**Provided records**
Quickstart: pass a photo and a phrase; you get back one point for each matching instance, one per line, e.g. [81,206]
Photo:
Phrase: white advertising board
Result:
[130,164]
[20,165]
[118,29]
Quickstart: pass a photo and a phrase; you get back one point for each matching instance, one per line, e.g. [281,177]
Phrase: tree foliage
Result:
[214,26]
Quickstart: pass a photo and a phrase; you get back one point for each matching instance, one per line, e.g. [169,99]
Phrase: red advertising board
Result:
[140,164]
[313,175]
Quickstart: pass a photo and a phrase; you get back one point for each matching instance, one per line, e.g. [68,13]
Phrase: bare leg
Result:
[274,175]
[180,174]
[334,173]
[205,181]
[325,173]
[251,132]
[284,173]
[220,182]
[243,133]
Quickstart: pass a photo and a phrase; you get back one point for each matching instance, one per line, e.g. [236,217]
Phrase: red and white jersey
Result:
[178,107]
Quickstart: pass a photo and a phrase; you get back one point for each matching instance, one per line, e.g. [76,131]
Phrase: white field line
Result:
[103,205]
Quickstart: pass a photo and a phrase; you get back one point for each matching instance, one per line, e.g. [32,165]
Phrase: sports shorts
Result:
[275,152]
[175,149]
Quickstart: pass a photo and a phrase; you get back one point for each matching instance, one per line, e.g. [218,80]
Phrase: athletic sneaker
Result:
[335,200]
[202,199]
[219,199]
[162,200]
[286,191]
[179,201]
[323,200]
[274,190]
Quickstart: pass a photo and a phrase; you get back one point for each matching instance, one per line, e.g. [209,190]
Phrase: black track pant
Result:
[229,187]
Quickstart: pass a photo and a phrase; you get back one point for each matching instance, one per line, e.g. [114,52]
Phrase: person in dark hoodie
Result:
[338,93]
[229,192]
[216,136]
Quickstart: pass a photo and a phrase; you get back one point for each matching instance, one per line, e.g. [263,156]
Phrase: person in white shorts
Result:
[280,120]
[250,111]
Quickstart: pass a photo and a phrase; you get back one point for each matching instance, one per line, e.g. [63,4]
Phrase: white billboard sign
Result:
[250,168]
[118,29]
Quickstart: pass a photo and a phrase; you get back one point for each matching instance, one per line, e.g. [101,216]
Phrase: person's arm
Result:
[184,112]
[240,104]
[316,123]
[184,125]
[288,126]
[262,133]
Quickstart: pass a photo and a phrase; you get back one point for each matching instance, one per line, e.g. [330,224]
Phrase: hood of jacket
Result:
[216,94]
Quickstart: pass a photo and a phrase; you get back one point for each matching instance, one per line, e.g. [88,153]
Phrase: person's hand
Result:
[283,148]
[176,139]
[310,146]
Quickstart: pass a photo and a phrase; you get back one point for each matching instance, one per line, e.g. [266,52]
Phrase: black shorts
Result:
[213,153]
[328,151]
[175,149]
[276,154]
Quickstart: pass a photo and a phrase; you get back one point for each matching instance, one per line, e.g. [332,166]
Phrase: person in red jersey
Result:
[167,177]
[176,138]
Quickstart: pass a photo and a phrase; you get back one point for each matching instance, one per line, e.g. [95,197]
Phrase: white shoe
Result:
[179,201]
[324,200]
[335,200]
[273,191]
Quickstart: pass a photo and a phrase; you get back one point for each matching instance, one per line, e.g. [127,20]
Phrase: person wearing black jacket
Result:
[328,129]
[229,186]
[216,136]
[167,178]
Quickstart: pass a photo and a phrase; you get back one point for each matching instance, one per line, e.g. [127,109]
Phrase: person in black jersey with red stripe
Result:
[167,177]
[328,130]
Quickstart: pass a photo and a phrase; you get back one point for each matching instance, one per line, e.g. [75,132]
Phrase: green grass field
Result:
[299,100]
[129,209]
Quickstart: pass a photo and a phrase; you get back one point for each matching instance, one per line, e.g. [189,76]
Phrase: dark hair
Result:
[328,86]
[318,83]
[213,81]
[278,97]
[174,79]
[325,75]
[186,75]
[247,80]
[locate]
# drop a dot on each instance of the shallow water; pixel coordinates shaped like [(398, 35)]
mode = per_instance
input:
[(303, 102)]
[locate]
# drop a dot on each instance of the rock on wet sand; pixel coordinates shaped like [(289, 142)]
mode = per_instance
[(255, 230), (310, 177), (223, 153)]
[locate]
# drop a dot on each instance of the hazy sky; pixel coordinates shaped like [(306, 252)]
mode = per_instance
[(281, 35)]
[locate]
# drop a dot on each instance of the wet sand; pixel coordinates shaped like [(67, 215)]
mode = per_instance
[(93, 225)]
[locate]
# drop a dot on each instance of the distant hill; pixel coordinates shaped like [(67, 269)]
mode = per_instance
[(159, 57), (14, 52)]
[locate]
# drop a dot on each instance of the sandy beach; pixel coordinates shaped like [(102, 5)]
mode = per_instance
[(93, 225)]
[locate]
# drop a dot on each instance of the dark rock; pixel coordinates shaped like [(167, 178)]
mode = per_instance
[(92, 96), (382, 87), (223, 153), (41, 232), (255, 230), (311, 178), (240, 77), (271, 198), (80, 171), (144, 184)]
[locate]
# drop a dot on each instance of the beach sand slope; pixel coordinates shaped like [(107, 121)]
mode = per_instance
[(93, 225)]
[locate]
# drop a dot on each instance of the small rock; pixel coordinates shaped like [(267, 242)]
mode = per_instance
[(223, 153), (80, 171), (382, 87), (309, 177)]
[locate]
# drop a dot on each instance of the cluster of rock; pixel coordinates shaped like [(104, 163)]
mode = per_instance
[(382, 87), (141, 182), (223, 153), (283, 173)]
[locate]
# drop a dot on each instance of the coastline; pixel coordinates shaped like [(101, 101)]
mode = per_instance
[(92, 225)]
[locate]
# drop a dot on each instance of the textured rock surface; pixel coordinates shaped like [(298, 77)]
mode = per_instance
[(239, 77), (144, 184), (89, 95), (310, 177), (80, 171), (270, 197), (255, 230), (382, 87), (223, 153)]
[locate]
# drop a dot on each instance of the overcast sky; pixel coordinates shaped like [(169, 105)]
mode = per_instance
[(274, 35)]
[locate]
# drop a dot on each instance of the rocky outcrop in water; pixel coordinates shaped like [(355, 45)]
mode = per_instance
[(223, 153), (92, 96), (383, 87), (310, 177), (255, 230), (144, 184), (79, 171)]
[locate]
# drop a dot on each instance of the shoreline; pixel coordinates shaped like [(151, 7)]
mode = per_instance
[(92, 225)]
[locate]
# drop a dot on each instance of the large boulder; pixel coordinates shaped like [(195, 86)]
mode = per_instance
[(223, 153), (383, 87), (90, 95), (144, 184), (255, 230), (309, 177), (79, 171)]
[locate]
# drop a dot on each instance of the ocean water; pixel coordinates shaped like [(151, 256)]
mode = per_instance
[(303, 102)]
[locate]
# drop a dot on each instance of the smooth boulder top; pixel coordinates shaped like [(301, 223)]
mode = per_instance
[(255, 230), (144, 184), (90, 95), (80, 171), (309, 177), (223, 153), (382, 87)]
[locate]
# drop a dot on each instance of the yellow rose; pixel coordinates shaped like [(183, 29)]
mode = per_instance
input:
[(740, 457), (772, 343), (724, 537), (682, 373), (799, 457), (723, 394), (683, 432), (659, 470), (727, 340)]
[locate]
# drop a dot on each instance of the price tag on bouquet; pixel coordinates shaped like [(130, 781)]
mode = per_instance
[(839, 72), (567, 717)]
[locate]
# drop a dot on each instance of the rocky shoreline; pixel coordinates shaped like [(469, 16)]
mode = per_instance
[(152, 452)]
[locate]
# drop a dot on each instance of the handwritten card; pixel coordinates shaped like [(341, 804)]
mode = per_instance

**Task statement**
Each line in the records above that contains the word "jersey" must be copied.

**Answer for this exercise**
Phrase: red and white jersey
Phrase: person in red jersey
Phrase: person in black jersey with red stripe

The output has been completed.